Task to complete: Could you revise the material from its first line through the line containing "[1136, 469]", inclusive, changing "pen clip" to "pen cap" and leaving everything else untouched? Return only those lines.

Task data:
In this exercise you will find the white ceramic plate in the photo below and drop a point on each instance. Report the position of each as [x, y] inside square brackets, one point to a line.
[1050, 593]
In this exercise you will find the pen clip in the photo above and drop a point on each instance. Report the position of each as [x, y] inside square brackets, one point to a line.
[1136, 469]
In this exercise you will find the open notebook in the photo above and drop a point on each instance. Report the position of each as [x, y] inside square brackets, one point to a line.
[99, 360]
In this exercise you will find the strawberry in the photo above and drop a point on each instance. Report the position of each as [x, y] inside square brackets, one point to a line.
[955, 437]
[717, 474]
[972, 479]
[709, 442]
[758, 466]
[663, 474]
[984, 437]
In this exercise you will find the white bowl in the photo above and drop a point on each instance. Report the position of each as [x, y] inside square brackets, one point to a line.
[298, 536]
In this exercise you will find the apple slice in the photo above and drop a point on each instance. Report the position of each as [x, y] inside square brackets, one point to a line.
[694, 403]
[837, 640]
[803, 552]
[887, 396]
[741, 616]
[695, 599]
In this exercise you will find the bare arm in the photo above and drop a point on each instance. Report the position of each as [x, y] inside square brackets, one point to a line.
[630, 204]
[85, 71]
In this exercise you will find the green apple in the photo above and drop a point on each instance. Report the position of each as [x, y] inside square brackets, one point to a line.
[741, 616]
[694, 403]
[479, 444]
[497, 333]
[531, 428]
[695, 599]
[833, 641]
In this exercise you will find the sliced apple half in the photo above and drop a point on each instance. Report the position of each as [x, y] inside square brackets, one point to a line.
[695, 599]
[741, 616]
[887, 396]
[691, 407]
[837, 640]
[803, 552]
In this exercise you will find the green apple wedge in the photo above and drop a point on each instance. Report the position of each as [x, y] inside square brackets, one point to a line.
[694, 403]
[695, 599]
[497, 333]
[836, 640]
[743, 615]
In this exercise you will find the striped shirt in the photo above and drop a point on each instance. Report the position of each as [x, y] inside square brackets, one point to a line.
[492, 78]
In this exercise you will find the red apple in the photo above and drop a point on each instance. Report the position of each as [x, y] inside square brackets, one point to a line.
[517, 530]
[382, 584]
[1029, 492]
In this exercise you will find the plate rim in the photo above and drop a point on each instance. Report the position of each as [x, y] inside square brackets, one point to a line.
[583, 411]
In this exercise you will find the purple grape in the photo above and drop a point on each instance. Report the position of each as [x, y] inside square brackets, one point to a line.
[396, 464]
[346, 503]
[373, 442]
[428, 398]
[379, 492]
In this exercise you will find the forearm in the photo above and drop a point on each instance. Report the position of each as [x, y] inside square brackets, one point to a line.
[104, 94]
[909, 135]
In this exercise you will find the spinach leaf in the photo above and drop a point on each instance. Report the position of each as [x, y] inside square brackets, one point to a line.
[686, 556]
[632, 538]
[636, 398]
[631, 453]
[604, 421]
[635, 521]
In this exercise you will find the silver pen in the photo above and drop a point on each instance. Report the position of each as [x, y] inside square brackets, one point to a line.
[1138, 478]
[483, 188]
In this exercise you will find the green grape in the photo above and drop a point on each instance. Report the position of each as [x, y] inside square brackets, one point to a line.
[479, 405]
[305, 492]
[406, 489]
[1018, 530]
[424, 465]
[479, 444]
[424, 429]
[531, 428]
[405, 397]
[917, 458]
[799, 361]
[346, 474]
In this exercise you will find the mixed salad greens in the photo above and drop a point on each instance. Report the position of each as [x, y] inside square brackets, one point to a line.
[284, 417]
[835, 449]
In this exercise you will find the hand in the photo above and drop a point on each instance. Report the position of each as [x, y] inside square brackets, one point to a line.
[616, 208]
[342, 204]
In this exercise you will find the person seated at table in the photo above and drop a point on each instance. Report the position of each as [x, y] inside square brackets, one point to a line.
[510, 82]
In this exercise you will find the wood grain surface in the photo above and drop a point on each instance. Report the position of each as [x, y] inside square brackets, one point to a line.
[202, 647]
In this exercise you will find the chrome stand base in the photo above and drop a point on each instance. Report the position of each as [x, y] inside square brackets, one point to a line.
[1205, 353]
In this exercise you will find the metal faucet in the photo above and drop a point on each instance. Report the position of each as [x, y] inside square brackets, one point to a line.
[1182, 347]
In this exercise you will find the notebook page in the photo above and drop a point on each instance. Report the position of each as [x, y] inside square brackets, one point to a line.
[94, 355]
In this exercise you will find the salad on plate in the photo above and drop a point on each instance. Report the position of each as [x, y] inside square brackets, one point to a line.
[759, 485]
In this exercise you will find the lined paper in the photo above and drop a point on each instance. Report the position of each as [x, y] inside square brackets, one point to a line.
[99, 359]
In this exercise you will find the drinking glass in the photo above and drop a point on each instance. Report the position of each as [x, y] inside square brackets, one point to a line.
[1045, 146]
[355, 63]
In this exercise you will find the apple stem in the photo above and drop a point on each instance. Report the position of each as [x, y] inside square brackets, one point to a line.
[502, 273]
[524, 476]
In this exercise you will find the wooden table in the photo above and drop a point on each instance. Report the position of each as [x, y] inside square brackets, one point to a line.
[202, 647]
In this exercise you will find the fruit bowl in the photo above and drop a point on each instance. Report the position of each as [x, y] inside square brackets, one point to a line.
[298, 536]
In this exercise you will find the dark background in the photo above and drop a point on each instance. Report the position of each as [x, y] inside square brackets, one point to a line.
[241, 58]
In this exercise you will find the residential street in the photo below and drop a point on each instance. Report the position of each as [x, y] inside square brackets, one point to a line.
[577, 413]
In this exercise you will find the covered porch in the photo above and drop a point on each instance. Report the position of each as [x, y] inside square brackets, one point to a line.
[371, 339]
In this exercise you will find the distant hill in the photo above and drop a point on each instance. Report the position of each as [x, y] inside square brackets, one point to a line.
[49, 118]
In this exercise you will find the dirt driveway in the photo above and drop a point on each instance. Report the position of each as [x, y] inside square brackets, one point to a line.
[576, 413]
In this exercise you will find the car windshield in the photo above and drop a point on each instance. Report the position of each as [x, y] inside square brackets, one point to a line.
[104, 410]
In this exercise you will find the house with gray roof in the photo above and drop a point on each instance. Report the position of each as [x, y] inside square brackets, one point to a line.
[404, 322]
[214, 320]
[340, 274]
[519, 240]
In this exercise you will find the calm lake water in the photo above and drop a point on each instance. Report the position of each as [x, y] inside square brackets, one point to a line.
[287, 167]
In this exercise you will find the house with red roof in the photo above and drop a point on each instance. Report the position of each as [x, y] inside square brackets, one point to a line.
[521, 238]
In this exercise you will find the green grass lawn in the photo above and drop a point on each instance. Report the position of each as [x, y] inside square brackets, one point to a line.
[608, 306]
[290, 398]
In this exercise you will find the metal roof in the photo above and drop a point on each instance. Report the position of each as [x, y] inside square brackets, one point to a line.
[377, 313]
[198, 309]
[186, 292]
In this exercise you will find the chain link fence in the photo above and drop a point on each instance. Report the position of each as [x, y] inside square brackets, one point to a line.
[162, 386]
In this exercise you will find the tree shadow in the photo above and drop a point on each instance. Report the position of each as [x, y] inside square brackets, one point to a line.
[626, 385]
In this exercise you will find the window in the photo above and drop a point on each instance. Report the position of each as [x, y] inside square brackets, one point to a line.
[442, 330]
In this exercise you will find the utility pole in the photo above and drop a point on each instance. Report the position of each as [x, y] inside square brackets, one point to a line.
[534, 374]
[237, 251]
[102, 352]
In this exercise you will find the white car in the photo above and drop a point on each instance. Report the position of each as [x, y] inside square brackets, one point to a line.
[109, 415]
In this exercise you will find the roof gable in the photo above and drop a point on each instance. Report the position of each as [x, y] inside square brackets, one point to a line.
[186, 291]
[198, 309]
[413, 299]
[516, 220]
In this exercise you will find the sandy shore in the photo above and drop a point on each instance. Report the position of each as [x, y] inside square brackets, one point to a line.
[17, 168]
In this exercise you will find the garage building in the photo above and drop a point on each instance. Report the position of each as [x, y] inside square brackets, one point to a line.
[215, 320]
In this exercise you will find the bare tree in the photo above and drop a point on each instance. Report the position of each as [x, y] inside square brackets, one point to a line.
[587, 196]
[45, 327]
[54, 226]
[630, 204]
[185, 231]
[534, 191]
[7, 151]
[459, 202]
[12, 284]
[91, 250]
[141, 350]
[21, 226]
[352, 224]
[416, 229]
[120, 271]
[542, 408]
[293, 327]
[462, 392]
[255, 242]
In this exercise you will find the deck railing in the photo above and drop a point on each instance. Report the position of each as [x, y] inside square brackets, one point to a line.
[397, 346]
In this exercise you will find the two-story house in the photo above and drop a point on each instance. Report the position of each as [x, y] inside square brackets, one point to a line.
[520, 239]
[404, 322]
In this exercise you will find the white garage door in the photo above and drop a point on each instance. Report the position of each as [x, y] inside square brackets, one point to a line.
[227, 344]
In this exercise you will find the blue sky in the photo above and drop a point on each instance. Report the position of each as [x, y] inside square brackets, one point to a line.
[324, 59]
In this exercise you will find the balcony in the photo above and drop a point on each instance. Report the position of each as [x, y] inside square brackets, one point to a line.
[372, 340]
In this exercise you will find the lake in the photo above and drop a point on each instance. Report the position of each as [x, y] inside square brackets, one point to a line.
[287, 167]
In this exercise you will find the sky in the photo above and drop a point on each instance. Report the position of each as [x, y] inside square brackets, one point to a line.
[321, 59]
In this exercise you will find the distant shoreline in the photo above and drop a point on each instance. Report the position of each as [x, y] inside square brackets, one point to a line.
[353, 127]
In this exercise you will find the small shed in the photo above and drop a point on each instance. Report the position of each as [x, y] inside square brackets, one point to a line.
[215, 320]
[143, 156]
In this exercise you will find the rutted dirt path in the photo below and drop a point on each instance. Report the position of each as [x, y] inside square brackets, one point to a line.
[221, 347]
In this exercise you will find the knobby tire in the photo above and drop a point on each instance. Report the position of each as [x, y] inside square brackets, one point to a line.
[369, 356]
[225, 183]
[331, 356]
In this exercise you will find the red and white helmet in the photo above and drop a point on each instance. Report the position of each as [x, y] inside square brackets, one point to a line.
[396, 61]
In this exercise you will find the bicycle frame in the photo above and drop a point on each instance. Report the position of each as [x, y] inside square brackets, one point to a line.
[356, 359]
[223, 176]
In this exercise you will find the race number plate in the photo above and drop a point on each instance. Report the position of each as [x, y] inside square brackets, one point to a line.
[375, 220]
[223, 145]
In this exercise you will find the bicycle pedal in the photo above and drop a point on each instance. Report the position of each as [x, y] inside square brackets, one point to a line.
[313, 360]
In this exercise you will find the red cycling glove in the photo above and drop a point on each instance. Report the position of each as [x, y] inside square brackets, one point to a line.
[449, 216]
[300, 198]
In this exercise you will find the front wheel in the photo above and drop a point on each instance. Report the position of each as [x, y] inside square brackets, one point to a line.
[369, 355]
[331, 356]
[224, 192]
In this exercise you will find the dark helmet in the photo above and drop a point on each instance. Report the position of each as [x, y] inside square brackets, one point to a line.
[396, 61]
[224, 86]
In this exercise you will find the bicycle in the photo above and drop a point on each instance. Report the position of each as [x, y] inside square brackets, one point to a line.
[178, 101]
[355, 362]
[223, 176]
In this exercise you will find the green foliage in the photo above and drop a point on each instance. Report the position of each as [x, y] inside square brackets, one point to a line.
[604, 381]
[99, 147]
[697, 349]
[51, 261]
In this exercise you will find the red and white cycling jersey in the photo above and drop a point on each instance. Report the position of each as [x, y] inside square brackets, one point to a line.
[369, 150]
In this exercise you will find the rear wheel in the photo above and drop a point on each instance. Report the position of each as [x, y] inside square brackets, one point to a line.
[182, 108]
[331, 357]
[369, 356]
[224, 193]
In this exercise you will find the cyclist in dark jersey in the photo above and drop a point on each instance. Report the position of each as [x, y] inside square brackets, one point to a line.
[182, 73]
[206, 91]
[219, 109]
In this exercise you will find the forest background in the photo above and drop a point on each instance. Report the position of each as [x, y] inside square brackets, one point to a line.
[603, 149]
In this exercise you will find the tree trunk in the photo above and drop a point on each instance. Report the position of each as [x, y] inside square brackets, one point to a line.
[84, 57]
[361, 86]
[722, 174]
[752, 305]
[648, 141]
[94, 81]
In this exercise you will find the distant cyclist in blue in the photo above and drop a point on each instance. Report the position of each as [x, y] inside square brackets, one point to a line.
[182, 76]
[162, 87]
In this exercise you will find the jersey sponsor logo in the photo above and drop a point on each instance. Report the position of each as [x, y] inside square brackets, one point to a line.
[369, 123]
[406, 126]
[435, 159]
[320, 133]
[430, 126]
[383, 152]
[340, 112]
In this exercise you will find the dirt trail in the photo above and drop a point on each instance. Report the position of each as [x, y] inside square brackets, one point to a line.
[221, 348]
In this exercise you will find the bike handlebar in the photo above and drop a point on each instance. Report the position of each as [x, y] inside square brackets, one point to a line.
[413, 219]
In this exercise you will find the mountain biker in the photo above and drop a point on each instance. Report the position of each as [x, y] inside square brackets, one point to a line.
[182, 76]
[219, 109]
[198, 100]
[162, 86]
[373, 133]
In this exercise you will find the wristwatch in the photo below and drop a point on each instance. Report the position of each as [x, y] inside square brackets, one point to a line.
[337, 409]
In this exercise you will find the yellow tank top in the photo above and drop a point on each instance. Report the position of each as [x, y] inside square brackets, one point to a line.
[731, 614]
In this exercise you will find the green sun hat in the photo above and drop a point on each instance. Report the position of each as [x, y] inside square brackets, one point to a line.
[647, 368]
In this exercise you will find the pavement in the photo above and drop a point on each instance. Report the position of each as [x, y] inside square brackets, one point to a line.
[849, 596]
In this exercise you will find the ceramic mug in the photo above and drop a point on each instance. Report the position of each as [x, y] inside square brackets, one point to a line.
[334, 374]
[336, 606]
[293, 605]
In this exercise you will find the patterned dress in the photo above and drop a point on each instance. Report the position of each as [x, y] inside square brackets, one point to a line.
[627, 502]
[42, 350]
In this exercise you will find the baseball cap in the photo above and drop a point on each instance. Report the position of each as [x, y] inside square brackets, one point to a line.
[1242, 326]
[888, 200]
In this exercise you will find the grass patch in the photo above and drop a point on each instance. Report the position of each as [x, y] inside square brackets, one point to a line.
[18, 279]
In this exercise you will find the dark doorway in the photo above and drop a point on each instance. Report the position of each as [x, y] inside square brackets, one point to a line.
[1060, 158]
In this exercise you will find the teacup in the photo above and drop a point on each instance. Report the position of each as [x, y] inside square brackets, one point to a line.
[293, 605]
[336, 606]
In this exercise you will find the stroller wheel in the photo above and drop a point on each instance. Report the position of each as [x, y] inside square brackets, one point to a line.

Correct result:
In this exercise you will find the white ceramic plate in the photo below and drop a point on each instance. Report the position of each as [x, y] inside square brackets, one point to a line.
[1050, 593]
In this exercise you will find the pen cap in the photo above and drop a point on each instance. Report the position of each as [x, y] inside square brackets, one point to a line.
[1136, 469]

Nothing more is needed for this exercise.